### EXERCISE PROMPT:
Copy each of the following records word for word, keeping every line unchanged.

### SUPPLIED ENTRIES:
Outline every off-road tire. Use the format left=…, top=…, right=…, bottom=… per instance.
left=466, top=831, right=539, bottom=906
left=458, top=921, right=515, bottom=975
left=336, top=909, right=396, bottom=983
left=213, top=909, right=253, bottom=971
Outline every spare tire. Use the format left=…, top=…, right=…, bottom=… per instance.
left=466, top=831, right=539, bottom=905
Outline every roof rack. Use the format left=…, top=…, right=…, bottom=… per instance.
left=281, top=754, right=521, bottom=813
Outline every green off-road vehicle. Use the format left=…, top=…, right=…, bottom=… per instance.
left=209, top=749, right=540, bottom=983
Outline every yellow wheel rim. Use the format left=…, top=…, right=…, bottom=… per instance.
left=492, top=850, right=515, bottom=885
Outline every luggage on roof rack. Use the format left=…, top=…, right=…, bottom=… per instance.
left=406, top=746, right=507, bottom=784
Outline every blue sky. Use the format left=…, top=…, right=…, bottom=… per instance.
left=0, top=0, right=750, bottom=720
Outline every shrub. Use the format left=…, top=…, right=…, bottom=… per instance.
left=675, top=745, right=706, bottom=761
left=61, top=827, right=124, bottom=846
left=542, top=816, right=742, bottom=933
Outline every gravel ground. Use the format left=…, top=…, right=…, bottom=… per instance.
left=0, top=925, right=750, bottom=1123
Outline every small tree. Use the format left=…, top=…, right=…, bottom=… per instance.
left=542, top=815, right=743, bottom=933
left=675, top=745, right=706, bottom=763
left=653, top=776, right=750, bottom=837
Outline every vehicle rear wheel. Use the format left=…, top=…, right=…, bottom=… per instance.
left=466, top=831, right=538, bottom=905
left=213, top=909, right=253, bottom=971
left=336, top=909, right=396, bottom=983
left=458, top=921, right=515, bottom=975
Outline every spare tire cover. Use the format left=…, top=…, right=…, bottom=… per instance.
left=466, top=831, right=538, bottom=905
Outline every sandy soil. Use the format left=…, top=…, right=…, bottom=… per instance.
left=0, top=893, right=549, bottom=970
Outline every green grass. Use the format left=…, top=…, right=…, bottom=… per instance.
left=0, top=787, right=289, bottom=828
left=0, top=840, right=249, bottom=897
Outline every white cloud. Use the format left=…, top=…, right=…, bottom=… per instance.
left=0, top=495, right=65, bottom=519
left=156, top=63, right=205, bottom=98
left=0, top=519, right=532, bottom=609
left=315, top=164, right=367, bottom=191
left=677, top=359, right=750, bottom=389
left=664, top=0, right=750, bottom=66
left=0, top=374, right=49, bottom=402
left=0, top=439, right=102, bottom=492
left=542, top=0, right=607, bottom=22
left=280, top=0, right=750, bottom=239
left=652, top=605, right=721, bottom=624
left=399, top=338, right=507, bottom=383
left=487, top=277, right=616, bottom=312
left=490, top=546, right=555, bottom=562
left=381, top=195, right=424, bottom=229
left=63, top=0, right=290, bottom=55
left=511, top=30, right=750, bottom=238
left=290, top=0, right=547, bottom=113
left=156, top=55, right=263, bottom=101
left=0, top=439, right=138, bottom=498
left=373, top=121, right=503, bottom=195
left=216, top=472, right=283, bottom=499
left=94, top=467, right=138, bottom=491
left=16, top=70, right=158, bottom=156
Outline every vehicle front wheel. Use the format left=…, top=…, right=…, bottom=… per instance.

### RESPONSE BELOW:
Outline every off-road tire. Use the format left=…, top=…, right=…, bottom=… per instance.
left=466, top=831, right=539, bottom=906
left=458, top=921, right=515, bottom=975
left=336, top=909, right=396, bottom=983
left=213, top=909, right=253, bottom=971
Outline every spare tire. Use the format left=…, top=…, right=…, bottom=… per instance.
left=466, top=831, right=539, bottom=905
Outline every roof rack. Use the format left=…, top=…, right=…, bottom=… per instance.
left=281, top=754, right=521, bottom=813
Outline every green off-road vehicle. Use the format left=…, top=…, right=…, bottom=… per instance.
left=209, top=749, right=540, bottom=983
Outline every yellow wheel rim. Use the format left=…, top=…, right=…, bottom=… per instance.
left=492, top=850, right=515, bottom=885
Outline every luggage on roof rack. Use the format left=…, top=…, right=…, bottom=… per instance.
left=406, top=746, right=507, bottom=784
Outline every blue sky. Use the format left=…, top=…, right=…, bottom=… per instance.
left=0, top=0, right=750, bottom=720
Outline every shrub. Use the format left=…, top=…, right=…, bottom=… per instance.
left=675, top=745, right=706, bottom=761
left=61, top=827, right=124, bottom=846
left=542, top=816, right=742, bottom=933
Outline every gravel ground. Use the format left=…, top=…, right=…, bottom=… per instance.
left=0, top=925, right=750, bottom=1123
Outline every small tree. Use the format left=…, top=…, right=…, bottom=… per instance.
left=542, top=815, right=743, bottom=933
left=675, top=745, right=706, bottom=763
left=653, top=776, right=750, bottom=837
Outline every vehicle rear wheel. Use the format left=…, top=…, right=…, bottom=… per instance.
left=466, top=831, right=538, bottom=905
left=213, top=909, right=253, bottom=971
left=336, top=909, right=396, bottom=983
left=458, top=921, right=515, bottom=975
Outline every spare tire cover. Use the format left=…, top=…, right=…, bottom=… per instance.
left=466, top=831, right=538, bottom=905
Outline every sandy soil. Use the format left=…, top=…, right=…, bottom=… per instance.
left=0, top=893, right=549, bottom=970
Outline every green grass. Use the format left=…, top=…, right=…, bottom=… per instance.
left=0, top=787, right=289, bottom=828
left=0, top=840, right=249, bottom=897
Outline every white cloud. Use the format left=…, top=…, right=…, bottom=… per instance.
left=0, top=495, right=65, bottom=519
left=156, top=63, right=205, bottom=98
left=0, top=519, right=532, bottom=609
left=315, top=164, right=367, bottom=191
left=677, top=359, right=750, bottom=389
left=664, top=0, right=750, bottom=66
left=0, top=374, right=49, bottom=402
left=0, top=439, right=102, bottom=492
left=542, top=0, right=607, bottom=22
left=280, top=0, right=750, bottom=239
left=652, top=605, right=721, bottom=624
left=399, top=338, right=507, bottom=383
left=487, top=277, right=616, bottom=312
left=490, top=546, right=555, bottom=562
left=381, top=195, right=424, bottom=229
left=63, top=0, right=290, bottom=55
left=511, top=30, right=750, bottom=238
left=290, top=0, right=547, bottom=113
left=156, top=55, right=263, bottom=101
left=0, top=439, right=138, bottom=498
left=373, top=121, right=503, bottom=195
left=216, top=472, right=283, bottom=499
left=94, top=467, right=138, bottom=491
left=16, top=70, right=158, bottom=156
Outline every vehicle front wheel. Use the format left=…, top=…, right=…, bottom=… per instance.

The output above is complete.